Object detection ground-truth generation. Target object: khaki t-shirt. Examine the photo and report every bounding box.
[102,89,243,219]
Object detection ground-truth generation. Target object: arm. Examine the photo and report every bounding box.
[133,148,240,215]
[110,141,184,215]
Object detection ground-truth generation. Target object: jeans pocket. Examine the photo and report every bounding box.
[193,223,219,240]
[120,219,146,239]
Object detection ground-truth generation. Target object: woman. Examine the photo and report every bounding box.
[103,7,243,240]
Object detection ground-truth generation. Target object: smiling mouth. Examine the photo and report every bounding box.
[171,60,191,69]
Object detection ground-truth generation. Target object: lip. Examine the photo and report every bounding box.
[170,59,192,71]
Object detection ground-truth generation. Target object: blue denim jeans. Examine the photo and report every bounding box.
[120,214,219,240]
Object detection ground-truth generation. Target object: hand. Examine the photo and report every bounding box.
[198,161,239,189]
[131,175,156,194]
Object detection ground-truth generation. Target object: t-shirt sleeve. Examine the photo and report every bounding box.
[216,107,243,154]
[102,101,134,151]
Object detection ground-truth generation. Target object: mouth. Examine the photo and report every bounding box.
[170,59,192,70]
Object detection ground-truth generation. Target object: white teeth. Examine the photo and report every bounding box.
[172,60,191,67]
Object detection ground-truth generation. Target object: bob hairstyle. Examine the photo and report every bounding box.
***
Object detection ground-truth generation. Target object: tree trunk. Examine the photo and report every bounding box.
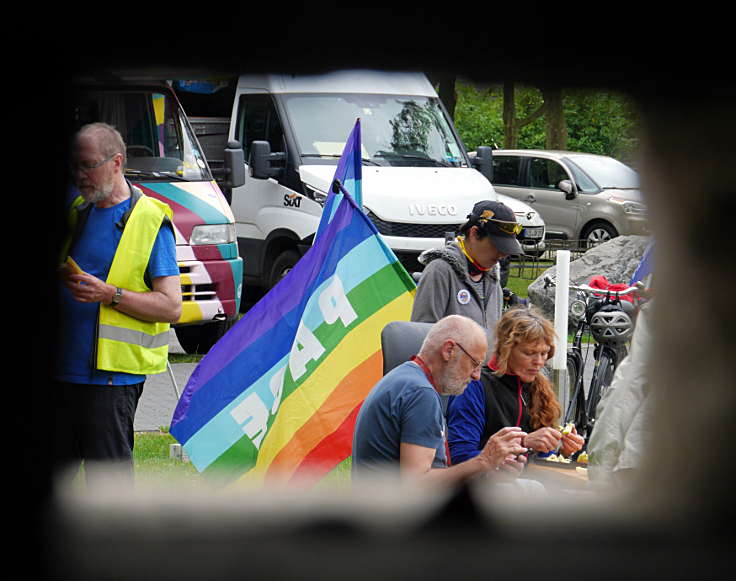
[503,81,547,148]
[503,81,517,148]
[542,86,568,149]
***
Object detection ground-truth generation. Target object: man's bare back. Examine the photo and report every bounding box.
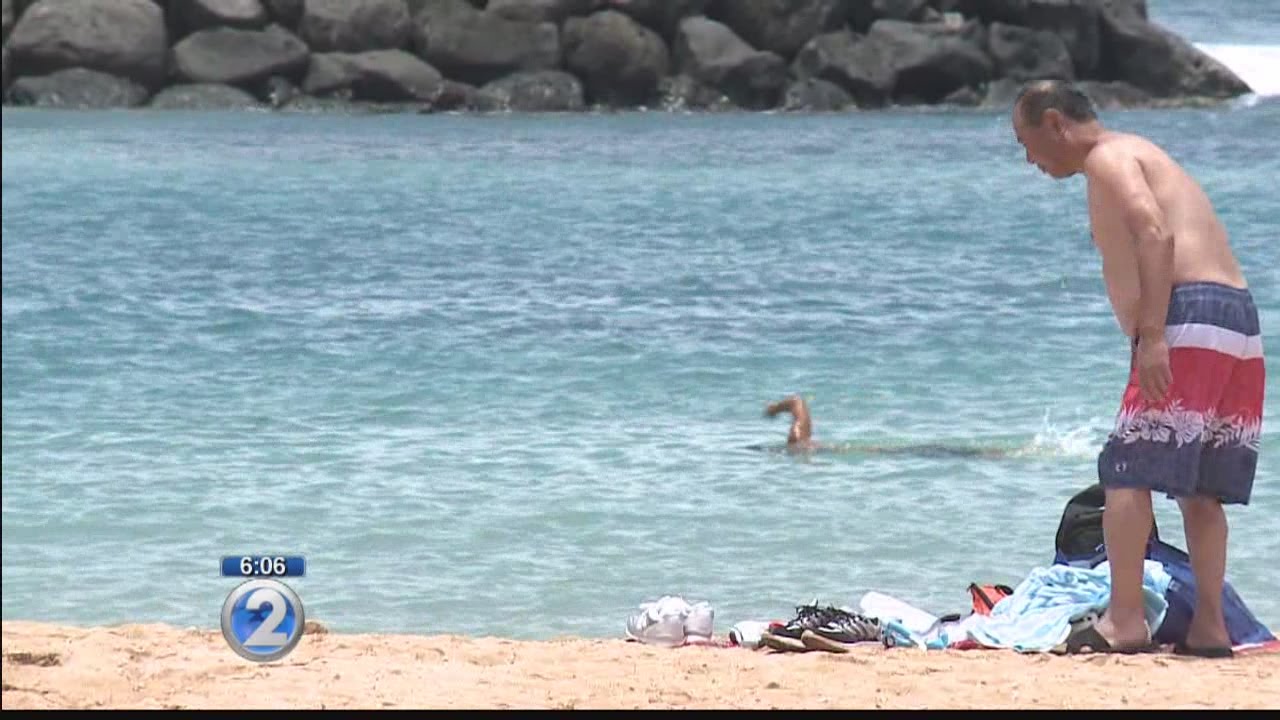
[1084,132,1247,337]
***
Above is a listing; print exactly its lines from the one with "Object detection ground-truth generation. Target object: hand." through the one with "Object detection ground-truth generation. Target object: bob", and no other lines.

TASK RESPONSE:
Object detection ground-truth generation. Target object: hand. Examine the photo and report every bounding box.
[198,161,239,189]
[131,175,156,194]
Object detection ground-truth generation. Target object: t-shirt sleeve. Examine the photo and report every bounding box.
[216,107,243,154]
[102,101,134,151]
Object detection ground-truth generation. Target object: mouth. Examine the photo and report every bounding box.
[170,59,192,70]
Object detection ground-truth generation. Target object: white teeth. Examine the photo and report every bounding box.
[172,60,191,67]
Object detection ground-truth generation. Target object: bob hairstyle. Examine the photo and report every bounding box.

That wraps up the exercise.